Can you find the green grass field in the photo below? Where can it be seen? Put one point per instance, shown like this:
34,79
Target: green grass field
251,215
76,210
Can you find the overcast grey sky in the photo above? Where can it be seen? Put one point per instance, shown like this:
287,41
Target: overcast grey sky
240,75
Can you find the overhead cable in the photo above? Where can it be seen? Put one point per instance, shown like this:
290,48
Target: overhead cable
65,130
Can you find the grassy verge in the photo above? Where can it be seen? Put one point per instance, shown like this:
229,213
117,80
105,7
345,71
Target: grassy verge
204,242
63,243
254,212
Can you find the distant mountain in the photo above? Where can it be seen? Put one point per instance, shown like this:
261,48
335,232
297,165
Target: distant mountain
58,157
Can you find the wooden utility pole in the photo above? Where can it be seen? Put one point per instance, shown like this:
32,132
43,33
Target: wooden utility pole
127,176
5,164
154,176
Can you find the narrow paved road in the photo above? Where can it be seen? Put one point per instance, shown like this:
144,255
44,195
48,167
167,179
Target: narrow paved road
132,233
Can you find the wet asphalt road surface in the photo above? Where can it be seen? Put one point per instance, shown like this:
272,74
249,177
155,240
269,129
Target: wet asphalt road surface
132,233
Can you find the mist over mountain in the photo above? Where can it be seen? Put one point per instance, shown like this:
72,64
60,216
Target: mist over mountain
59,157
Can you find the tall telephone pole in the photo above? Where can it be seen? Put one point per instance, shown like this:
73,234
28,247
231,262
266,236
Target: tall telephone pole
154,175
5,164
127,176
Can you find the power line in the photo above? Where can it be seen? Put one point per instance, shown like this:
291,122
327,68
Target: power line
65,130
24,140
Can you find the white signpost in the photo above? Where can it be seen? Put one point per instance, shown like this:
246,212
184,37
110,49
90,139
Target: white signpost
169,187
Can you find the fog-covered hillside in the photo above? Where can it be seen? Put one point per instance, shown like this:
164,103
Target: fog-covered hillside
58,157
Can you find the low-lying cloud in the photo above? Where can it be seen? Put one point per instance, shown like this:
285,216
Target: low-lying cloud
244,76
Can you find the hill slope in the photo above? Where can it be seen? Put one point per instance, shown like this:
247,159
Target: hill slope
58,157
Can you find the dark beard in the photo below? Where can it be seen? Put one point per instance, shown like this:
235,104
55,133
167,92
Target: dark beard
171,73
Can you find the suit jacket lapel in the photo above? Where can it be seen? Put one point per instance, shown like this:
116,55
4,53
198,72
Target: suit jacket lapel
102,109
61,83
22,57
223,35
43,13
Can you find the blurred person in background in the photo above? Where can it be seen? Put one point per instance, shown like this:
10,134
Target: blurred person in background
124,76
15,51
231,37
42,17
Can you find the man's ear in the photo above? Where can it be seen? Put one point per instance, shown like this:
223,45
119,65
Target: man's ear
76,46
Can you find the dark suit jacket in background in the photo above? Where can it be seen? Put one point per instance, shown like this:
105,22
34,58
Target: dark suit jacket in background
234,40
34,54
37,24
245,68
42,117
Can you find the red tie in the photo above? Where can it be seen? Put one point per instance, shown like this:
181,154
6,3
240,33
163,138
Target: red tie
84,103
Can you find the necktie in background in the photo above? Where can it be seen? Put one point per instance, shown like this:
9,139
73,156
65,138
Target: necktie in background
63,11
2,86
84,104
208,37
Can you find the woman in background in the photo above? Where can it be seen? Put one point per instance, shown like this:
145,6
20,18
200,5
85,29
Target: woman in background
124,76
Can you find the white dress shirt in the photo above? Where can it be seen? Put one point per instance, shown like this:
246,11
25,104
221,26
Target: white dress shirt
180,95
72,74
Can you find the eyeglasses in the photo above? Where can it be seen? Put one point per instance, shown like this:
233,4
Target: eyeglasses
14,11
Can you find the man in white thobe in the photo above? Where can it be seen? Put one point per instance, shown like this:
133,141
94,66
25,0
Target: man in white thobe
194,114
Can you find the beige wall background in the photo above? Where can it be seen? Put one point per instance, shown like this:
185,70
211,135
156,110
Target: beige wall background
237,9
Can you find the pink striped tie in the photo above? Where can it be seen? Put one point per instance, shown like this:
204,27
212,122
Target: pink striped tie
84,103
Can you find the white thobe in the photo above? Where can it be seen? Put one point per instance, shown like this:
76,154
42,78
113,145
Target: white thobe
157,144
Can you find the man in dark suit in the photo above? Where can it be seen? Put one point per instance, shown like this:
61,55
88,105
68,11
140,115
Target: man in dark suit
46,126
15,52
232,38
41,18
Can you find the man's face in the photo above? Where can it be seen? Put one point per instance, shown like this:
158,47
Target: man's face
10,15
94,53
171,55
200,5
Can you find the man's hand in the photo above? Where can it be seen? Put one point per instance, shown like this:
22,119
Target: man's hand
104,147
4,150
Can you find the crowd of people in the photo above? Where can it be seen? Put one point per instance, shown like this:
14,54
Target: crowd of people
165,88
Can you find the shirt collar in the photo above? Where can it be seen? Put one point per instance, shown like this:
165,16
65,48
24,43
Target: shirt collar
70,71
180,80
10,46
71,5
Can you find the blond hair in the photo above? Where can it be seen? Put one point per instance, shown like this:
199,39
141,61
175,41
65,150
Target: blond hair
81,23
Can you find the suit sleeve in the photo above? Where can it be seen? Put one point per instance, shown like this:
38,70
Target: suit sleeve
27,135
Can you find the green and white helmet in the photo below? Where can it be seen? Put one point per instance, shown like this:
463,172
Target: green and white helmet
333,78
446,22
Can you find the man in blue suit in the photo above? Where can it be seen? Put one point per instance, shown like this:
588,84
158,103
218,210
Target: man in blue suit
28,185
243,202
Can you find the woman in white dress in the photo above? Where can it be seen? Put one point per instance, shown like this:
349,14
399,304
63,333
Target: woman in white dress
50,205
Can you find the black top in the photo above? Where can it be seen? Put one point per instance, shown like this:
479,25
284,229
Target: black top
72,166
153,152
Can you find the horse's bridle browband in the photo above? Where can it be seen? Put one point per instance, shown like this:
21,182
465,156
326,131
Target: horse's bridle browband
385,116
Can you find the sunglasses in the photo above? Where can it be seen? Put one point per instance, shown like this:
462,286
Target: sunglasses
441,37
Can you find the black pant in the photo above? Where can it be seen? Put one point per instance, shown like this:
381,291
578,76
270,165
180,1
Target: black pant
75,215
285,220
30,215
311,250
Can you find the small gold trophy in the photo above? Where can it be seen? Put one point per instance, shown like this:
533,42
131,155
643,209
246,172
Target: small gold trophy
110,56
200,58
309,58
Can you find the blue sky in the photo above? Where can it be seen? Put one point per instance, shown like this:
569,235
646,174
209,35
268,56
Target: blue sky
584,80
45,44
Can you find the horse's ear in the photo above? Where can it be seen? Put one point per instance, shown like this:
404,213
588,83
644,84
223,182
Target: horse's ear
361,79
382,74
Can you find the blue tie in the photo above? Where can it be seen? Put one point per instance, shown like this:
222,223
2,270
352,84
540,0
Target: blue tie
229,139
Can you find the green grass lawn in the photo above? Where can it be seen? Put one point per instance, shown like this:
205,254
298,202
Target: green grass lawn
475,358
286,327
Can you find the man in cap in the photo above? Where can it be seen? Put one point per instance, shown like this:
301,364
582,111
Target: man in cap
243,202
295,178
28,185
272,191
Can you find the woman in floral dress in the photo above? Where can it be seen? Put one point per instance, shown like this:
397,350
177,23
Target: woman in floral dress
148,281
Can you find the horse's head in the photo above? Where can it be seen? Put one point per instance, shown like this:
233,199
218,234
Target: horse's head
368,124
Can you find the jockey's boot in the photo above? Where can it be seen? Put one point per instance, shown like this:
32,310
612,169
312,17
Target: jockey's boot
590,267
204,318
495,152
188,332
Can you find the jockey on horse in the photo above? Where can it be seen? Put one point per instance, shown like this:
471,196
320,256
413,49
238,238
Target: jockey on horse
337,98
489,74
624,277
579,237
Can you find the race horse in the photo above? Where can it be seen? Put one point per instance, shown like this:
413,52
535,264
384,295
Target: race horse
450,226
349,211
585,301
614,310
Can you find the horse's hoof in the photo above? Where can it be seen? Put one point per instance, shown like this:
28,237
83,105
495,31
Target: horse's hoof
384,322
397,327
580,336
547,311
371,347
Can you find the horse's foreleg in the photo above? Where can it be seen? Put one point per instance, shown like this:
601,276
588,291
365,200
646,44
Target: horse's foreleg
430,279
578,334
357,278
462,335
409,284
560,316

## [WHAT TO DO]
Retype, exactly and only, the lines running from the one with "Can you find the race" through the final line of the listing above.

## [ANSWER TO THIS PROBLEM]
Can you find the race horse in the photo above? Where can it be seen? Put one point per instance, shown like this:
413,52
535,264
384,295
Target: race horse
450,226
349,211
585,301
614,310
Can you find the horse's hoof in the photo above? Where can it be seen? Put one point per instance, shown like this:
28,237
83,105
495,31
Target: horse's hoof
384,322
397,327
580,336
547,311
371,347
Can you find the horse's foreleg in the photo above? Where can it be seen? Put one point per instance, shown like this:
601,276
588,291
365,200
646,44
Target: horse's foreleg
430,279
578,334
357,278
462,335
409,284
560,316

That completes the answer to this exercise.